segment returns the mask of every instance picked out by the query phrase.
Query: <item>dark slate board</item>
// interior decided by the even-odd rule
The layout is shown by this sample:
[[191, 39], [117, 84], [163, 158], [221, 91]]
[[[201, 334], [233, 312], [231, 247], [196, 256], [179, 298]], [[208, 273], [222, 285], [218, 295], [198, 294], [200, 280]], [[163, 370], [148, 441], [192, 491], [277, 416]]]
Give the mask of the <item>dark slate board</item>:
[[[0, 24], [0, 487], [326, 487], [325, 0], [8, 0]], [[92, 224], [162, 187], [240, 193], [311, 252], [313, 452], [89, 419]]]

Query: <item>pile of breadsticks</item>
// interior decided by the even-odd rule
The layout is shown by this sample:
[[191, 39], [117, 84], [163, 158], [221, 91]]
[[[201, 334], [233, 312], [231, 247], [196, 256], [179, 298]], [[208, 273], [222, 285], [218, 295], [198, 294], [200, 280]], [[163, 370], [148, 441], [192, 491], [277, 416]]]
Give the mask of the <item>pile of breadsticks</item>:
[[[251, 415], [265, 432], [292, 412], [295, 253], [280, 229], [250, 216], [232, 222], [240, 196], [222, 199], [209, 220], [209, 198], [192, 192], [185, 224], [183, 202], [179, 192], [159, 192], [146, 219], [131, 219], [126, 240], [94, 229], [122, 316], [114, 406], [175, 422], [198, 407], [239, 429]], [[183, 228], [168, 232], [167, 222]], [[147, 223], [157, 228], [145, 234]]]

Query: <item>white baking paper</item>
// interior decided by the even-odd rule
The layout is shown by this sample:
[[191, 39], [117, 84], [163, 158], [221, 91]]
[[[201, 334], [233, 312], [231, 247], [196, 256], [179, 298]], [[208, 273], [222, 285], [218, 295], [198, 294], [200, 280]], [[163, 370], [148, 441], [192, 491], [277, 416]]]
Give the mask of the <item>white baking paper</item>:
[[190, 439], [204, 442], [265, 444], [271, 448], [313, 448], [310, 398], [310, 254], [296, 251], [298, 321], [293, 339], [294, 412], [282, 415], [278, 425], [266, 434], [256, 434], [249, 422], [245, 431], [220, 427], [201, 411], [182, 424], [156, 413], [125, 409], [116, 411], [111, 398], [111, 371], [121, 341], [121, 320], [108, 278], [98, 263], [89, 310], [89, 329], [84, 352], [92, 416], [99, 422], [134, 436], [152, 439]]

============

▸ What is required
Please recast every line of the entries above as a Markdown table with the columns Row and Line, numbering the rows and skipping blank lines.

▸ Task answer
| Row | Line |
|---|---|
| 1 | segment returns the mask of every instance picked out by the query phrase. |
| 2 | Query: <item>dark slate board</item> |
| 3 | // interior decided by the even-odd rule |
| 4 | The layout is shown by this sample: |
| 5 | [[191, 39], [117, 84], [163, 158], [221, 91]] |
| 6 | [[[201, 334], [233, 312], [231, 247], [196, 256], [179, 298]], [[208, 273], [222, 285], [218, 295], [198, 294], [200, 280]], [[163, 370], [148, 441], [192, 491], [277, 416]]] |
| 7 | Give the mask of the <item>dark slate board</item>: |
| 8 | [[[0, 24], [0, 487], [326, 487], [325, 0], [8, 0]], [[92, 224], [162, 187], [240, 193], [311, 252], [313, 452], [89, 419]]] |
| 9 | Query: <item>pile of breadsticks</item> |
| 10 | // interior decided by the even-odd rule |
| 11 | The layout is shown by this sample: |
| 12 | [[191, 39], [117, 84], [163, 158], [221, 91]] |
| 13 | [[[201, 334], [233, 312], [231, 247], [196, 256], [179, 298]], [[208, 273], [222, 285], [218, 295], [198, 294], [200, 280]], [[163, 370], [148, 441], [192, 491], [277, 416]]] |
| 14 | Give the mask of the <item>pile of breadsticks</item>: |
| 15 | [[[251, 415], [265, 432], [292, 412], [295, 253], [280, 229], [250, 216], [232, 222], [240, 196], [222, 199], [209, 220], [209, 198], [192, 192], [185, 224], [183, 202], [179, 192], [159, 192], [146, 219], [131, 219], [126, 240], [94, 229], [122, 316], [114, 406], [175, 422], [198, 407], [239, 429]], [[183, 228], [168, 232], [167, 222]], [[147, 223], [157, 228], [145, 234]]] |
| 16 | Query: <item>white baking paper</item> |
| 17 | // interior decided by the even-odd rule |
| 18 | The layout is shown by this sample: |
| 19 | [[191, 39], [117, 84], [163, 158], [221, 91]] |
| 20 | [[[201, 334], [233, 312], [231, 247], [196, 256], [179, 298]], [[208, 273], [222, 285], [218, 295], [198, 294], [200, 280]], [[163, 370], [148, 441], [192, 491], [277, 416]]] |
| 21 | Give the mask of the <item>white baking paper</item>: |
| 22 | [[190, 439], [204, 442], [265, 444], [271, 448], [313, 448], [310, 398], [310, 254], [296, 251], [298, 321], [293, 339], [294, 412], [282, 415], [278, 425], [266, 434], [256, 434], [249, 422], [245, 431], [220, 427], [201, 411], [182, 424], [156, 413], [125, 409], [116, 411], [111, 398], [111, 371], [121, 341], [121, 320], [108, 278], [98, 263], [89, 310], [89, 329], [84, 352], [92, 416], [99, 422], [134, 436], [152, 439]] |